## Problem
All of the records need to be retyped exactly, with no line dropped.
** Opening Input block **
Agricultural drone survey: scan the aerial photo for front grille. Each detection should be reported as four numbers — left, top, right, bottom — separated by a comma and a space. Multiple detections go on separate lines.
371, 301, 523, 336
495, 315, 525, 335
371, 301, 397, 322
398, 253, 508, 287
** Closing Input block **
## Exercise answer
Agricultural drone survey: scan the aerial photo for front grille. Each detection should be reported as four numbers — left, top, right, bottom — separated by a comma and a space. Multiple detections go on separate lines.
371, 301, 523, 336
495, 315, 525, 335
371, 301, 397, 322
398, 253, 508, 287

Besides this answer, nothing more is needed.